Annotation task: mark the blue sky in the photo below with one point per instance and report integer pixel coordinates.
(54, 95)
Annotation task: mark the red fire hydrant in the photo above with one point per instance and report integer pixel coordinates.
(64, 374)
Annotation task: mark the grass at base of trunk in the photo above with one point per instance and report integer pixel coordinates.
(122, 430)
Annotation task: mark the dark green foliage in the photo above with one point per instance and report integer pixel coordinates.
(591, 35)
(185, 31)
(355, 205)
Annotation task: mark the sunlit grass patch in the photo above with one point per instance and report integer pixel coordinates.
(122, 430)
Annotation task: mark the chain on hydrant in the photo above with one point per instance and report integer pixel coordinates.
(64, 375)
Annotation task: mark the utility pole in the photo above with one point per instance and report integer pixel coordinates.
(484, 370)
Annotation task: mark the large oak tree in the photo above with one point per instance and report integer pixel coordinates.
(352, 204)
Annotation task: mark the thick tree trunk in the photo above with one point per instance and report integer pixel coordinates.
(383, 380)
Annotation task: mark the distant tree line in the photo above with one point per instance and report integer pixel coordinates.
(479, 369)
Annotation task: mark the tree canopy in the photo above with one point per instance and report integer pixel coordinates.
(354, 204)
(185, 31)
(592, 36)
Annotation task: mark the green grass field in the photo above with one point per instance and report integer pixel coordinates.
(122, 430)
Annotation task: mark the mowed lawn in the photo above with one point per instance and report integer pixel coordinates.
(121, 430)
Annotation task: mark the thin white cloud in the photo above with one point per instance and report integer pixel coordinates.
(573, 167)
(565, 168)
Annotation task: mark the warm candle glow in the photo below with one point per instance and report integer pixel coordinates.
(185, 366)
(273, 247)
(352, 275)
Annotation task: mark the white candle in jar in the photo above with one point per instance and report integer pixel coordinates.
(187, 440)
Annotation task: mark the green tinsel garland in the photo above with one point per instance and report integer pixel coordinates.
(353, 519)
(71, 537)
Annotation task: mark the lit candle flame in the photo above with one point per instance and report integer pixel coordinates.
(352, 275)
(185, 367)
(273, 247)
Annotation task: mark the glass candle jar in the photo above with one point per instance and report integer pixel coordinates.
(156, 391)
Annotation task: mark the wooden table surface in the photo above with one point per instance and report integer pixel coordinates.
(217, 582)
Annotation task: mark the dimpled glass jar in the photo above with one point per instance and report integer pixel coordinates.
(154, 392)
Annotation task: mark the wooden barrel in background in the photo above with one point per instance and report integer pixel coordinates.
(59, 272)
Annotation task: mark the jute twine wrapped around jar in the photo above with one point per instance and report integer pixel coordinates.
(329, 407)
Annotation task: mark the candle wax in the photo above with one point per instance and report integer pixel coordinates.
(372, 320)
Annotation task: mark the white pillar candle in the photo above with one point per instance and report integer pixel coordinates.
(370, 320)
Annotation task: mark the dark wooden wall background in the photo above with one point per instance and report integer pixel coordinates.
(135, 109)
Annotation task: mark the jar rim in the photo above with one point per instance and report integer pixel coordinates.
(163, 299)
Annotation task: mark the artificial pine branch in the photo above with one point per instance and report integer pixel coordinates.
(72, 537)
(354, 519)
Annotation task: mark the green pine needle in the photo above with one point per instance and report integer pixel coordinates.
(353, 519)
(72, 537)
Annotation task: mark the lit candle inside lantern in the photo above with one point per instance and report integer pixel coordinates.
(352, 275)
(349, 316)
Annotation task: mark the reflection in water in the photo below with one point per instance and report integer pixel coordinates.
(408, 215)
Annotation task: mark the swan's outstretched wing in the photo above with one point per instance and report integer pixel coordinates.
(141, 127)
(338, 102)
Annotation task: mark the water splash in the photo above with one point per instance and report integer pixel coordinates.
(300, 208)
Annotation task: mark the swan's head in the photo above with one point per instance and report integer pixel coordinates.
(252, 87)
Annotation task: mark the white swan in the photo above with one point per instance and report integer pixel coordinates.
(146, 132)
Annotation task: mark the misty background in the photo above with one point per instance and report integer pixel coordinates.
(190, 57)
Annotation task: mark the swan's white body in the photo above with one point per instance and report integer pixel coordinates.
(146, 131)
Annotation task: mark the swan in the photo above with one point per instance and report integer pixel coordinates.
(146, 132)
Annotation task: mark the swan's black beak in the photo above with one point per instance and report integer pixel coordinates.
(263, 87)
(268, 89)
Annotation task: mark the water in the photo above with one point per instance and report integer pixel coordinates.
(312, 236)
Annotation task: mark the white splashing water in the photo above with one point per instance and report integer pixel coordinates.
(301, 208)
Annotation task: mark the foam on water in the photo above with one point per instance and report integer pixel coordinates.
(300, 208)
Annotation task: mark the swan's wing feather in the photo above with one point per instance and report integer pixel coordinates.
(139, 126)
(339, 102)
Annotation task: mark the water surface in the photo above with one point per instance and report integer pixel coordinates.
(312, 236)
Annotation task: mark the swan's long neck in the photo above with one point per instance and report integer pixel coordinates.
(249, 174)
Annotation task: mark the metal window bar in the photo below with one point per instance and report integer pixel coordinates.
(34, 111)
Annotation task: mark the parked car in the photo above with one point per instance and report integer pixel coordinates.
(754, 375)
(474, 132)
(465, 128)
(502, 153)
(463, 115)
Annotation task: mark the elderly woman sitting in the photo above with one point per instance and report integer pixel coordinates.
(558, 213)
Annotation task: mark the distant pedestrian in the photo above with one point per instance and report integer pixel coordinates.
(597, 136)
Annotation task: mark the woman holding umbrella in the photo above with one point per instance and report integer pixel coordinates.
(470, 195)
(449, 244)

WHAT THE TASK REQUIRES: Starting at the line containing "Annotation task: mark the water surface" and ending at the final line of the items, copy out every line again, requests included. Shift each point coordinate in the answers by adding 59 to both numbers.

SOLUTION TO THIS EXERCISE:
Annotation task: mark the water surface in the photo above with one point per instance and report integer pixel coordinates.
(371, 295)
Annotation task: mark the swan's long neck in the photo above with one point per instance and report integer pixel coordinates.
(308, 233)
Annotation task: mark the metal window bar in the photo below with one point per instance and report integer pixel coordinates.
(93, 170)
Annotation task: mark the parked car in the photo above with one point per instance and report integer pixel coordinates.
(813, 434)
(533, 191)
(524, 187)
(561, 212)
(522, 174)
Annotation task: mark the elderly woman sitting in the photo above with one point per instance and report integer pixel coordinates.
(617, 272)
Annotation task: mark the distant pedestrian in the photo above with one point per instance and report integer pixel coordinates.
(656, 195)
Annotation task: mark the woman holding umbrella in the photo above with one point per instance and report integer pixel coordinates.
(529, 254)
(508, 303)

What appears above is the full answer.